%matplotlib inline
%config InlineBackend.figure_format = 'retina'

from sklearn.cluster import KMeans
from sklearn.metrics import silhouette_samples, silhouette_score

import matplotlib.pyplot as plt
import matplotlib.cm as cm
import numpy as np

import seaborn as sns
iris = sns.load_dataset("iris")
iris_x = iris.loc[:, ["petal_length", "petal_width"] ]

range_n_clusters = [2, 3, 4, 5, 6]

for n_clusters in range_n_clusters:
    fig, (ax1, ax2) = plt.subplots(1, 2)
    fig.set_size_inches(12, 6)

#     ax1.set_xlim([-0.1, 1])
#     ax1.set_ylim([0, len(iris_x) + (n_clusters + 1) * 10])

    # 클러스터의 수만큼 KMeans 모형을 만들고 클러스터 레이블을 예측함
    clusterer = KMeans(n_clusters=n_clusters, random_state=10)
    cluster_labels = clusterer.fit_predict(iris_x)

    # 모든 샘플에 대한 실루엣 스코어 평균값을 계산함
    silhouette_avg = silhouette_score(iris_x, cluster_labels)
....
• 작업 지시 1
KMeans 실루엣 분석 코드에서 "fig.set_size_inches(12, 6)"부터 "cluster_labels = clusterer.fit_predict(iris_x)"까지를 그대로 다시 적으세요.
• 작업 지시 2
KMeans 실루엣 분석 코드의 마지막 줄 다음부터 코드를 이어서 작성해 나가세요.
아래 자료는 앞의 KMeans 실루엣 분석 코드와는 별개의 자료입니다.

• 기록 정보
....
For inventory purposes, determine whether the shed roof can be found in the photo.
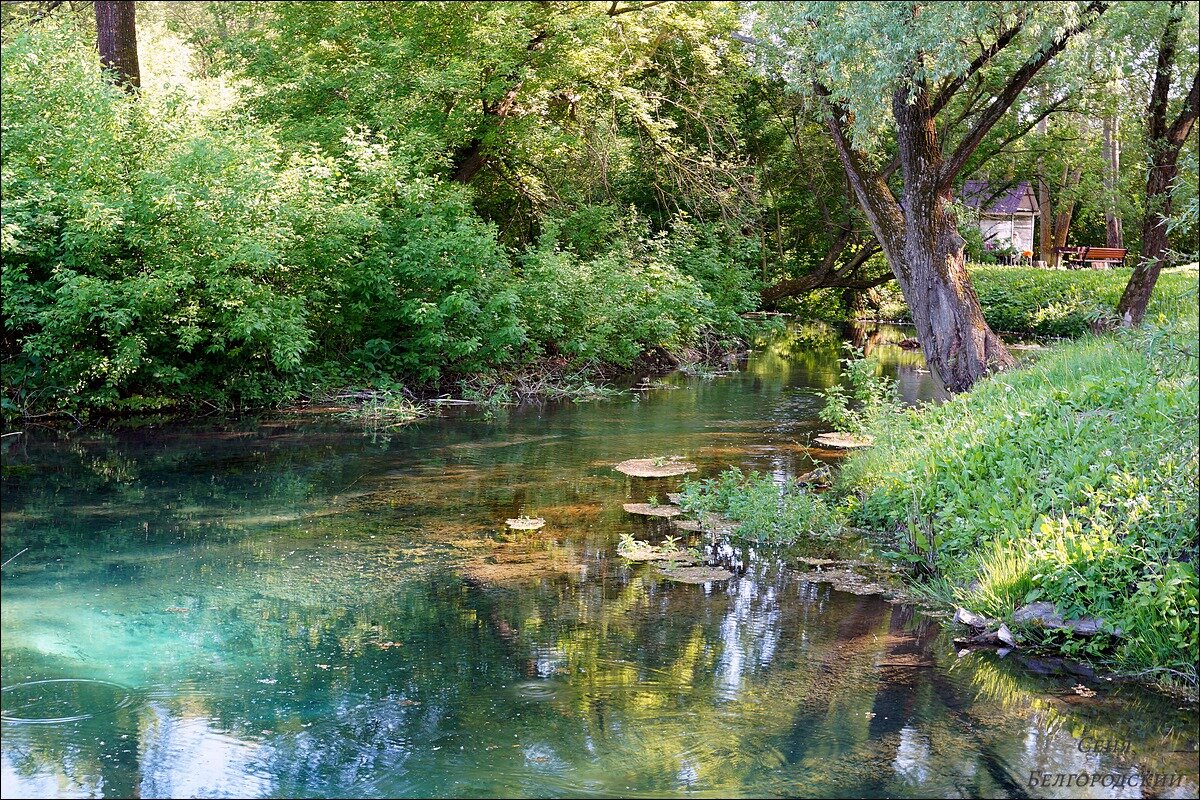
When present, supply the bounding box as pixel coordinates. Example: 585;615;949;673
959;181;1038;217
....
• 작업 결과 1
fig.set_size_inches(12, 6)

#     ax1.set_xlim([-0.1, 1])
#     ax1.set_ylim([0, len(iris_x) + (n_clusters + 1) * 10])

    # 클러스터의 수만큼 KMeans 모형을 만들고 클러스터 레이블을 예측함
    clusterer = KMeans(n_clusters=n_clusters, random_state=10)
    cluster_labels = clusterer.fit_predict(iris_x)

• 작업 결과 2
    print("For n_clusters =", n_clusters,
          "The average silhouette_score is :", silhouette_avg)

    # 각 셈플에 대해서 실루엣 스코어를 계산함
    sample_silhouette_values = silhouette_samples(iris_x, cluster_labels)
    
    y_lower = 10
    for i in range(n_clusters):
        ith_cluster_silhouette_values = sample_silhouette_values[cluster_labels == i]
        ith_cluster_silhouette_values.sort()

        size_cluster_i = ith_cluster_silhouette_values.shape[0]
        y_upper = y_lower + size_cluster_i

        color = cm.nipy_spectral(float(i) / n_clusters)
        ax1.fill_betweenx(np.arange(y_lower, y_upper),
                          0, ith_cluster_silhouette_values,
                          facecolor=color, edgecolor=color, alpha=0.7)

        # Label the silhouette plots with their cluster numbers at the middle
        ax1.text(-0.05, y_lower + 0.5 * size_cluster_i, str(i))

        # Compute the new y_lower for next plot
        y_lower = y_upper + 10  # 10 for the 0 samples

    ax1.set_title("The silhouette plot for the various clusters.")
    ax1.set_xlabel("The silhouette coefficient values")
    ax1.set_ylabel("Cluster label")

    # The vertical line for average silhouette score of all the values
    ax1.axvline(x=silhouette_avg, color="red", linestyle="--")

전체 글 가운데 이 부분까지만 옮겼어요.